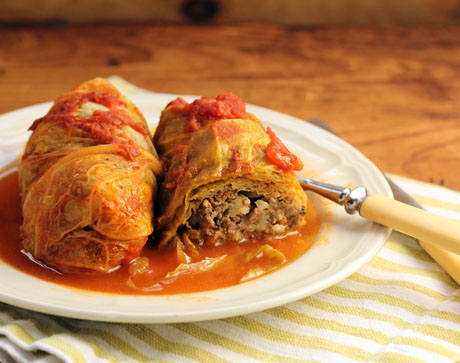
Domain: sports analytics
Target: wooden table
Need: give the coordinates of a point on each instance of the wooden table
(392, 93)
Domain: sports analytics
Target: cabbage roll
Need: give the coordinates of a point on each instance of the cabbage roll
(88, 179)
(226, 177)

**What needs to be done**
Write out all of the material above again word for word, leaving out the picture.

**Task solution**
Domain: sports analytics
Target: wooden table
Need: give the coordinates of a point on each instance of the wooden table
(392, 93)
Domain: sports analytics
Target: cabbage roll
Need: give the coordinates of a point on each instance of the cabbage roll
(88, 179)
(226, 177)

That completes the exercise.